COMPITO 1: Secondo il testo sulla portaerei, come si chiamerà la prossima portaerei?
COMPITO 2: Estrai dal testo sulla portaerei il passo che va da "Siccome poi c'e'" fino a "base a Vigata." incluso.
COMPITO 3: Elenca tutti i colori che il testo sulla portaerei attribuisce agli scafi delle portaerei.

SEGMENTO DEL DOCUMENTO:

++++

Io non ho mai avuto una portaerei, il presidente Ciampi nemmeno, pero' a
differenza di me lui non ne puo' fare a meno (da piccolo andava al varo
degli incrociatori), cosi' ora gli stanno facendo una portaerei, si
chiamera' Cavour e rendera' impossibile a qualunque nemico uno sbarco
improvviso a Rimini o a Milazzo (la tattica moderna prevede che per impedire
al nemico di sbarcare a Milazzo devi andare a bombardarlo almeno fino a
Shangai).
Con tutto il rispetto per il Capo dello Stato, che mi ha procurato dei bei
momenti da giovane (quando, raramente, il ventisette mi arrivavano quei
foglietti di carta con la sua firma: il Governatore Ciampi), mi permetto di
fargli osservare che forse stavolta non ha del tutto ragione. Intanto, la
portaerei non si chiamera' affatto ne' Cavour ne' Garibaldi e nemmeno
Spigolatrice di Sapri. Il motivo e' - a lui non lo dicono perche' e'
vecchio, ma io ho le mie fonti - che sono nomi
inutili e obsoleti. La prossima portaerei si chiamera' Telecom e quella
subito dopo Bancodiroma. In America, ormai da tempo, l'esercito e'
privatizzato: c'e' qualche marine si', per esigenze politiche, ma buona
parte dei militi - e i piu' feroci - sono di societa' per azioni. Li armano,
li schierano, li giocano in borsa, se li scambiano l'una con l'altra come le
figurine e alla fine, quando non servono piu', li seppelliscono nel cortile
aziendale alla chetichella.
In America privatizzano: e noi che siamo, scemi? Privatizziamo pure noi.
Siccome poi c'e' da far cassa, e in fondo certi pudori noi non li abbiamo,
facciamolo fino in fondo e guadagnamoci qualcosa. La portaerei Telecom
(scafo a scacchi rossi e blu) e' interamente finanziata dai telefonini,
cinque centesimi la telefonata. La Bancoroma (blu e arancio) sara' armata
coi soldi che prima andavano a Tanzi. E via via fino al supermercato Despar
di Ravanusa, i cui colori sponsorizzeranno il MVAC (Motoscafo Veloce Anti
Clandestini) "Don Toto'", con base a Vigata.

++++

Righe tratte da un dataset di puntamento
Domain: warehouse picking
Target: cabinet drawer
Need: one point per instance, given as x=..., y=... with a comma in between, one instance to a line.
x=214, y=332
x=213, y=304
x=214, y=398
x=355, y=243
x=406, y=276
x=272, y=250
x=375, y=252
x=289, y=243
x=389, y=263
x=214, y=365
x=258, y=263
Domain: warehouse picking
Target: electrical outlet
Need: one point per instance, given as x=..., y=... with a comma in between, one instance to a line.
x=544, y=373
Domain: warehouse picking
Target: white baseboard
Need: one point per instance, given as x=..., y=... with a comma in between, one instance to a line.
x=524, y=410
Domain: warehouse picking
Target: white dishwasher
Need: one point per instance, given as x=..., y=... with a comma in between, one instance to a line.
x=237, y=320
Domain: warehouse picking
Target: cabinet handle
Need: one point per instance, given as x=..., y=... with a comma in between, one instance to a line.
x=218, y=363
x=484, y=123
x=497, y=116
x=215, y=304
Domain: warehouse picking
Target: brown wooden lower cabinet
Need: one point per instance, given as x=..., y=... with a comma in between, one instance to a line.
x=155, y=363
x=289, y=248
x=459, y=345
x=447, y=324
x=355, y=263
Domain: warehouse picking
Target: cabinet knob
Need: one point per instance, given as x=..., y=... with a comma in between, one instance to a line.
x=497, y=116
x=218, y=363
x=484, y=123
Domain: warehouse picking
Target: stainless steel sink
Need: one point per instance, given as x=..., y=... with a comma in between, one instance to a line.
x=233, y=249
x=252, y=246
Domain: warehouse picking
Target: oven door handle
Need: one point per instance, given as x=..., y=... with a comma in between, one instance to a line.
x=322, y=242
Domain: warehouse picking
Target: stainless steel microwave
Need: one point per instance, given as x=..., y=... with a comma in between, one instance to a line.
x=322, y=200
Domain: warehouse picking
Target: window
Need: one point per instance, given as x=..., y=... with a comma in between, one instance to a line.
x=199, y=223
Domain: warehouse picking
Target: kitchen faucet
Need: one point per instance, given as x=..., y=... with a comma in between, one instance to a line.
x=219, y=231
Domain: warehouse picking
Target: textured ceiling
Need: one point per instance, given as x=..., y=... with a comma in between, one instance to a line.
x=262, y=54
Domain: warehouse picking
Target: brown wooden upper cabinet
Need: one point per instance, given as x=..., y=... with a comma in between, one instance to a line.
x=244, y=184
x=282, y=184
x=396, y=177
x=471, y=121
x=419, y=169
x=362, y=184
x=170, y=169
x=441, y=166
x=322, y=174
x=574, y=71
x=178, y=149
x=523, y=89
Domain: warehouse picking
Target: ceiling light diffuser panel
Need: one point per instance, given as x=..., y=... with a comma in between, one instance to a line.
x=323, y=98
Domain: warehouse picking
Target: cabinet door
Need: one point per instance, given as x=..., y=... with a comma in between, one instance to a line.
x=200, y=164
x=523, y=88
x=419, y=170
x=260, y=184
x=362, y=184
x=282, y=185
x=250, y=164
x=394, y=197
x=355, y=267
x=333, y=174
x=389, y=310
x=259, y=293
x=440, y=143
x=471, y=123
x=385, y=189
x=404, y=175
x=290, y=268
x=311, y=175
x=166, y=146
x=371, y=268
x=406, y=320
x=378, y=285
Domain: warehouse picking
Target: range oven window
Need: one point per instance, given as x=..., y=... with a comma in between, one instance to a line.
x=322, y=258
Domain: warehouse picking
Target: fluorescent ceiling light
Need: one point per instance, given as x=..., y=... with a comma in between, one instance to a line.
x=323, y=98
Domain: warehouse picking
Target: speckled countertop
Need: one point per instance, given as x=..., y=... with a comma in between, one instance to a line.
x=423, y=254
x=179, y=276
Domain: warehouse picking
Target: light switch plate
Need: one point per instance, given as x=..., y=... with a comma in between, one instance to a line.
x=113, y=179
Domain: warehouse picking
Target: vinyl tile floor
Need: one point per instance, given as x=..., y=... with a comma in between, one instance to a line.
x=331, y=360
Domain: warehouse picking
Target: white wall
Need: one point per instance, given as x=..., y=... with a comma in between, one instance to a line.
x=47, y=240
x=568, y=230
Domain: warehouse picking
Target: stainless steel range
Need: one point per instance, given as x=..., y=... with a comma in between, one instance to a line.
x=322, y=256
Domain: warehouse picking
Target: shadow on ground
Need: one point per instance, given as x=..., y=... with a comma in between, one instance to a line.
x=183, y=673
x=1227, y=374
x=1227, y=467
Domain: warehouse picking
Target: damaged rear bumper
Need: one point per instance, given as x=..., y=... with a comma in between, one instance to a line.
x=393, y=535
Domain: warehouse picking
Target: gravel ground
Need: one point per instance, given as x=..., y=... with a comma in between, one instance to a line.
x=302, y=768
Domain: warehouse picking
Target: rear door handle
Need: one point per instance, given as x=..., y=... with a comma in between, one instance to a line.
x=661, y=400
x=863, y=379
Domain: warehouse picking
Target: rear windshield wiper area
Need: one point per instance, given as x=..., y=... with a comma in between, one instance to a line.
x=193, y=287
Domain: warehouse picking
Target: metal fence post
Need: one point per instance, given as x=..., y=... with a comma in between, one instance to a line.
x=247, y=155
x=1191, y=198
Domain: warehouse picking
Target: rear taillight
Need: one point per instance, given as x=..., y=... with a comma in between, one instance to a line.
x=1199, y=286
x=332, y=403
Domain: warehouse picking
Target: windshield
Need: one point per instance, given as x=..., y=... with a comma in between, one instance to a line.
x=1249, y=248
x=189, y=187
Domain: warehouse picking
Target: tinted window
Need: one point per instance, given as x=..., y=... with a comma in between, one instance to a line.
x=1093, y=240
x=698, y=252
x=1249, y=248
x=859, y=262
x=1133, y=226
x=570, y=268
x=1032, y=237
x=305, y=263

++++

RISPOSTA COMPLETA 1: La prossima portaerei si chiamerà Telecom.

RISPOSTA COMPLETA 2:
Siccome poi c'e' da far cassa, e in fondo certi pudori noi non li abbiamo,
facciamolo fino in fondo e guadagnamoci qualcosa. La portaerei Telecom
(scafo a scacchi rossi e blu) e' interamente finanziata dai telefonini,
cinque centesimi la telefonata. La Bancoroma (blu e arancio) sara' armata
coi soldi che prima andavano a Tanzi. E via via fino al supermercato Despar
di Ravanusa, i cui colori sponsorizzeranno il MVAC (Motoscafo Veloce Anti
Clandestini) "Don Toto'", con base a Vigata.

RISPOSTA COMPLETA 3: Rossi, blu, arancio.